╭─ Information provided

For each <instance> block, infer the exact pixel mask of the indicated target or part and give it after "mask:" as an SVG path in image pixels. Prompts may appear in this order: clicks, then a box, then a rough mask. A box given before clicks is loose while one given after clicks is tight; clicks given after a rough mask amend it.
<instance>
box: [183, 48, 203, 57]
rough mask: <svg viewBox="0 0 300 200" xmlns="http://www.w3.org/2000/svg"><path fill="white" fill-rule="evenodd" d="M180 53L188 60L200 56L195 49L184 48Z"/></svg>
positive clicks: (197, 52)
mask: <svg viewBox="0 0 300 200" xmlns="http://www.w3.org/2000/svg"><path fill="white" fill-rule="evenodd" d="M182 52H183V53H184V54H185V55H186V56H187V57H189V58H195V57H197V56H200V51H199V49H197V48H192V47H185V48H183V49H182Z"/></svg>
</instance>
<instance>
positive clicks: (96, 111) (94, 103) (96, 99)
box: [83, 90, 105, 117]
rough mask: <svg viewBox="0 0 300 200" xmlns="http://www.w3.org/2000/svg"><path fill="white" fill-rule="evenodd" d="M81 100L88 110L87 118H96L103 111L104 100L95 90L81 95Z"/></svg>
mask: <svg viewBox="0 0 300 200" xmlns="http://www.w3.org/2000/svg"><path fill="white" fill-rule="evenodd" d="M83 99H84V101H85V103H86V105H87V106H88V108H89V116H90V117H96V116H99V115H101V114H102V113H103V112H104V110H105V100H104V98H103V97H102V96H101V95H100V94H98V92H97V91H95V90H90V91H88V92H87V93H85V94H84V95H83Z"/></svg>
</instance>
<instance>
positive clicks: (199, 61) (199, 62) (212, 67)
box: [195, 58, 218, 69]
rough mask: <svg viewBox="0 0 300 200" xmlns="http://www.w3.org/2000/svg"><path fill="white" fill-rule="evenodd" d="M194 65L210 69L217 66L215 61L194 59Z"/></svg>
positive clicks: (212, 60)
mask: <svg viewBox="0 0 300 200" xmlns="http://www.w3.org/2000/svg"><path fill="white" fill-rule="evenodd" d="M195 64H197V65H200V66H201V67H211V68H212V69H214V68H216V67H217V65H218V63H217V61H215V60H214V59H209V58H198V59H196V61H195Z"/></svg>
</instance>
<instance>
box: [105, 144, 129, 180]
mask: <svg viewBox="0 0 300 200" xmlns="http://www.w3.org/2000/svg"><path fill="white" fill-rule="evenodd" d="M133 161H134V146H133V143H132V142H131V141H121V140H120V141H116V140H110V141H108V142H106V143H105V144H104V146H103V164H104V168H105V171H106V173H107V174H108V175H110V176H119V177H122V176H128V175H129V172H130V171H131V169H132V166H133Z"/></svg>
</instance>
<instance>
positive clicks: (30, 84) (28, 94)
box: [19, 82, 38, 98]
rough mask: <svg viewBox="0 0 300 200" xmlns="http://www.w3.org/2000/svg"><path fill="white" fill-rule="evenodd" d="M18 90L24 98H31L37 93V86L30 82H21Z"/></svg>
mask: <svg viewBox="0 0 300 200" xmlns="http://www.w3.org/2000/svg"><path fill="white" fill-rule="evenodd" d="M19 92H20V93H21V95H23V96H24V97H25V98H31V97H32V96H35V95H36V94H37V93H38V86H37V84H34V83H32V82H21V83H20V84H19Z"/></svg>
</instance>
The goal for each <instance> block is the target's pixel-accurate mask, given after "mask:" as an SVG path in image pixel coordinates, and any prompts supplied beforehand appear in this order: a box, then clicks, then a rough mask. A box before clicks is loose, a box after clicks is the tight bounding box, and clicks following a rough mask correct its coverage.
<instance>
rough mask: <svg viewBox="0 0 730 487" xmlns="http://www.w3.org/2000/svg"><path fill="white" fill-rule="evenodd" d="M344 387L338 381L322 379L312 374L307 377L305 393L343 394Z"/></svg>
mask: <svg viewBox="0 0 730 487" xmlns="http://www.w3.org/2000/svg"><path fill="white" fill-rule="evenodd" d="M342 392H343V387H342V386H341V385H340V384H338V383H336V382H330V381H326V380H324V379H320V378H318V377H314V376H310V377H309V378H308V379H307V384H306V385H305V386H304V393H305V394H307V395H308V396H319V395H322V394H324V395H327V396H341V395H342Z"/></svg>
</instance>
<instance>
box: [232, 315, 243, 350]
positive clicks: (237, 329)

╰─

__Work required__:
Copy out each record word for word.

__Solution to the problem__:
For each <instance> block, infer the exact pixel mask of the indicated target or part and give it after "mask:" as an SVG path in image pixels. Prompts may appear in this order: clicks, then a box, then a rough mask. A box given before clicks is loose while one given after clicks is tight; clicks given after a rough mask amend it.
<instance>
box: [183, 48, 203, 57]
rough mask: <svg viewBox="0 0 300 200" xmlns="http://www.w3.org/2000/svg"><path fill="white" fill-rule="evenodd" d="M180 53L188 60L200 56L195 49L184 48Z"/></svg>
positive clicks: (197, 52)
mask: <svg viewBox="0 0 300 200" xmlns="http://www.w3.org/2000/svg"><path fill="white" fill-rule="evenodd" d="M182 52H183V53H184V54H185V55H186V56H187V57H189V58H195V57H197V56H200V51H199V49H197V48H192V47H185V48H183V49H182Z"/></svg>
</instance>
<instance>
positive clicks: (96, 111) (94, 103) (96, 99)
box: [83, 90, 105, 117]
rough mask: <svg viewBox="0 0 300 200" xmlns="http://www.w3.org/2000/svg"><path fill="white" fill-rule="evenodd" d="M81 100L88 110L87 118H96L103 111L104 100L95 90L81 95Z"/></svg>
mask: <svg viewBox="0 0 300 200" xmlns="http://www.w3.org/2000/svg"><path fill="white" fill-rule="evenodd" d="M83 99H84V101H85V103H86V105H87V106H88V108H89V116H90V117H96V116H99V115H101V114H102V113H103V112H104V110H105V100H104V98H103V97H102V96H101V95H100V94H98V92H97V91H95V90H90V91H88V92H87V93H85V94H84V95H83Z"/></svg>
</instance>
<instance>
positive clicks: (199, 61) (199, 62) (212, 67)
box: [195, 58, 218, 69]
rough mask: <svg viewBox="0 0 300 200" xmlns="http://www.w3.org/2000/svg"><path fill="white" fill-rule="evenodd" d="M194 65L210 69L217 66L215 61L194 59Z"/></svg>
positive clicks: (212, 60)
mask: <svg viewBox="0 0 300 200" xmlns="http://www.w3.org/2000/svg"><path fill="white" fill-rule="evenodd" d="M195 64H197V65H200V66H201V67H211V68H212V69H214V68H216V67H217V65H218V63H217V61H215V60H214V59H209V58H198V59H196V61H195Z"/></svg>
</instance>
<instance>
box: [105, 144, 129, 180]
mask: <svg viewBox="0 0 300 200" xmlns="http://www.w3.org/2000/svg"><path fill="white" fill-rule="evenodd" d="M133 161H134V146H133V143H132V142H131V141H121V140H120V141H116V140H110V141H108V142H106V143H105V144H104V146H103V164H104V168H105V171H106V173H107V174H108V175H110V176H119V177H122V176H128V175H129V172H130V171H131V169H132V166H133Z"/></svg>
</instance>
<instance>
positive clicks: (30, 84) (28, 94)
box: [19, 82, 38, 98]
rough mask: <svg viewBox="0 0 300 200" xmlns="http://www.w3.org/2000/svg"><path fill="white" fill-rule="evenodd" d="M18 90L24 98H31L37 93V86L30 82H21Z"/></svg>
mask: <svg viewBox="0 0 300 200" xmlns="http://www.w3.org/2000/svg"><path fill="white" fill-rule="evenodd" d="M19 92H20V93H21V95H23V96H24V97H25V98H31V97H32V96H35V95H36V94H37V93H38V86H37V84H34V83H32V82H21V83H20V84H19Z"/></svg>
</instance>
The goal for each <instance> block is the target's pixel-accurate mask, given after "mask:" as an SVG path in image pixel coordinates, and any prompts supplied beforehand appear in this order: a box, then clicks, then a rough mask. A box before clicks is loose, a box after clicks is the tight bounding box, and clicks following a rough mask correct its coverage.
<instance>
rough mask: <svg viewBox="0 0 730 487" xmlns="http://www.w3.org/2000/svg"><path fill="white" fill-rule="evenodd" d="M344 387L338 381L322 379L312 374L307 377L305 393L343 394Z"/></svg>
mask: <svg viewBox="0 0 730 487" xmlns="http://www.w3.org/2000/svg"><path fill="white" fill-rule="evenodd" d="M342 392H343V387H342V386H341V385H340V384H338V383H336V382H330V381H326V380H324V379H320V378H318V377H314V376H310V377H309V378H308V379H307V384H306V385H305V386H304V393H305V394H307V395H308V396H319V395H322V394H324V395H327V396H341V395H342Z"/></svg>
</instance>
<instance>
box: [232, 315, 243, 350]
positive clicks: (237, 329)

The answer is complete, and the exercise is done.